#### Exercise brief:
Gather every line in the entries below that contains the word "facade".

#### Data lines:
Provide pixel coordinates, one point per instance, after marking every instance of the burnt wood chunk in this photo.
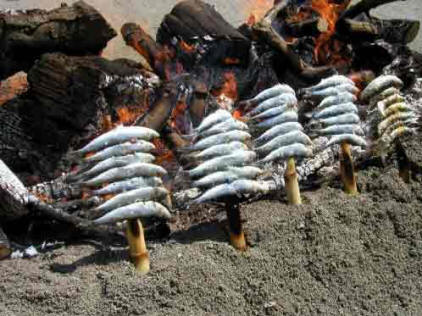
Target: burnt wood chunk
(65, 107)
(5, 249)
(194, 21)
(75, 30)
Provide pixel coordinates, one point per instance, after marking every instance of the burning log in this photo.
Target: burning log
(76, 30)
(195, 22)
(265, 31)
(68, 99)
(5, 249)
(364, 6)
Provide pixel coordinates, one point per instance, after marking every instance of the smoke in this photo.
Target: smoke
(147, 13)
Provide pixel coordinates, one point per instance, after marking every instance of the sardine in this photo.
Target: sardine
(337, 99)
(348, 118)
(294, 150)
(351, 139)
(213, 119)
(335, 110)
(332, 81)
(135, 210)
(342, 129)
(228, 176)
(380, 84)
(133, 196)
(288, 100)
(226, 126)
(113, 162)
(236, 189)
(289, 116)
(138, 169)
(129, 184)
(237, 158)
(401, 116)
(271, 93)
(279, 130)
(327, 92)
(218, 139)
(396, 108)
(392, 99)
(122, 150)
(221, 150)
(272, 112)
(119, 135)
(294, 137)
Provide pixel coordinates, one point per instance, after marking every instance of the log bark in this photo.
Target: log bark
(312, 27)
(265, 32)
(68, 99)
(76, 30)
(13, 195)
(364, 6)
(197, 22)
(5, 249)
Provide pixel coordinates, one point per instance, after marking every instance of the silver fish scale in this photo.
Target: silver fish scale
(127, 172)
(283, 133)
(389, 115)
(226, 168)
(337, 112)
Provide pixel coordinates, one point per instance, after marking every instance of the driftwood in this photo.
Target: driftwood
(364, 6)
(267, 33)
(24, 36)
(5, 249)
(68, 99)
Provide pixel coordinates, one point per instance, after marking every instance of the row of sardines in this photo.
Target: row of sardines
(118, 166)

---

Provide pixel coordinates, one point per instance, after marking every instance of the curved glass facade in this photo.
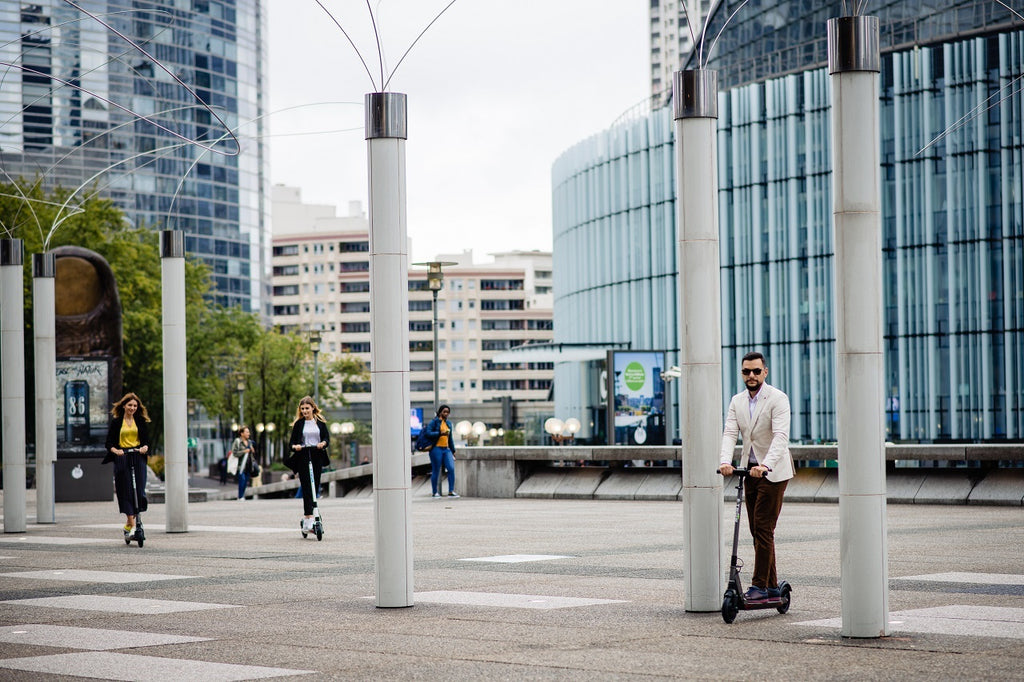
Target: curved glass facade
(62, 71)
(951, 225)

#### Exercise response:
Provide pixel coordinates, one point per instance, after marking every instance of the curved glass facade in this photo.
Target: curved glass facade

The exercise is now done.